#### Problem to work on:
Return each line of the entries that holds the string "repeats".
++++ Provided entries
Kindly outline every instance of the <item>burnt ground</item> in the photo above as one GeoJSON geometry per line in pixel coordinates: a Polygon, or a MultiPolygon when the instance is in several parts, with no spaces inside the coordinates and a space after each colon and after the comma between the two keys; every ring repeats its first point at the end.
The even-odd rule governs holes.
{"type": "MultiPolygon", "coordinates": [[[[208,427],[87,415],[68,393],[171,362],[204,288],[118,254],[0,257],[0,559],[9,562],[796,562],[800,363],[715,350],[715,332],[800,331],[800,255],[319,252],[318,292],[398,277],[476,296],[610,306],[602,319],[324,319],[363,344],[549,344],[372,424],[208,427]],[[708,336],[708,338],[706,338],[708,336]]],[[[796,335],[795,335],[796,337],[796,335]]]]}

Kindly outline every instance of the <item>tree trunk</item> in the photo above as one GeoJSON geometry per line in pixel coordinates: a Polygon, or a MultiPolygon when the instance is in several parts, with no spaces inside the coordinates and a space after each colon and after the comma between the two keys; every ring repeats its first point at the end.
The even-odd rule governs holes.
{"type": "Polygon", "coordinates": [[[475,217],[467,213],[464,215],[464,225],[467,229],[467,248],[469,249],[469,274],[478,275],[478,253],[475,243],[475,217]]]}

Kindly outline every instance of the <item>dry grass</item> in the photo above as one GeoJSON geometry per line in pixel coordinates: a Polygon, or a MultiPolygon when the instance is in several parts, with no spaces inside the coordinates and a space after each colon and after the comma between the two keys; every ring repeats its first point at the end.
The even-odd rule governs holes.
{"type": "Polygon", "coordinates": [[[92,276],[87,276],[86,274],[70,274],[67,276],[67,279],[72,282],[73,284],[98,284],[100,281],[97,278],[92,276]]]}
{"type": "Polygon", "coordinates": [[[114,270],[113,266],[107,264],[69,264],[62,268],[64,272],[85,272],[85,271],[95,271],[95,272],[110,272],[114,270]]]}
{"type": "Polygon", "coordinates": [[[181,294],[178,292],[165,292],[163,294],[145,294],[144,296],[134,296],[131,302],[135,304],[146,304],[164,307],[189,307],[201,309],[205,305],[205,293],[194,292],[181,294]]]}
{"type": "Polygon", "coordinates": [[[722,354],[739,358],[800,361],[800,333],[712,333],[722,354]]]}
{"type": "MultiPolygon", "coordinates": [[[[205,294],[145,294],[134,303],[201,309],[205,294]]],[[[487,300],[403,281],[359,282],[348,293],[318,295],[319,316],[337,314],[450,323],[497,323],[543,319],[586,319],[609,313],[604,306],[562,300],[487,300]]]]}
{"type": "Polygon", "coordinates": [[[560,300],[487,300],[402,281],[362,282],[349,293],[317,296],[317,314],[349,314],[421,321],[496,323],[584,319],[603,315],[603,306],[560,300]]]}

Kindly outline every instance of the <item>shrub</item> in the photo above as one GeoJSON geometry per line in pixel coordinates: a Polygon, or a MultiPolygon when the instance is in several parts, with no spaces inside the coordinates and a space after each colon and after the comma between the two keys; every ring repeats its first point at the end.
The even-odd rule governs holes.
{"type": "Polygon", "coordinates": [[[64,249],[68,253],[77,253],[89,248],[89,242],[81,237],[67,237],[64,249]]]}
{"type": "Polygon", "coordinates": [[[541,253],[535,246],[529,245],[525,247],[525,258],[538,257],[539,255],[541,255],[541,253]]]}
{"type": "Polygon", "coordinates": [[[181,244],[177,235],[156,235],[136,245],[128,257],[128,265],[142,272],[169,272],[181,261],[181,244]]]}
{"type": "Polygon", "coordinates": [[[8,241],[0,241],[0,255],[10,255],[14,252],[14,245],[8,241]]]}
++++++++
#### Expected output:
Kindly outline every instance of the <item>burnt ground</item> in the photo above as one GeoJSON geometry per line in pixel coordinates: a Polygon, or a MultiPolygon when the instance is in several parts, with no spaces inside the coordinates and a space after each colon and after the comma between the two keys; every ring repeats its first point at the end.
Kindly outline every instance of the <item>tree trunk</item> in the photo above as one GeoJSON geometry per line in pixel coordinates: a Polygon, or a MultiPolygon when the instance is in several parts, with no spaces inside the coordinates and a space after each colon and after the comma between the two keys; every ring repeats its first point at the end.
Kindly outline every instance of the <item>dry grass</item> in the photo above as one GeoJSON geometry per line in pixel coordinates: a Polygon, or a MultiPolygon when the instance is in several parts, with no spaces inside the coordinates and a space after each colon and after the comma between the two keys; every ring repeats its first point at the end.
Kindly outline every instance of the <item>shrub</item> in the photo above as one GeoJSON geometry per line in pixel coordinates: a Polygon, or a MultiPolygon when the instance is in several parts, with no spaces inside the coordinates and a space after each colon and after the comma between the two keys; every ring repeats its first point at the end.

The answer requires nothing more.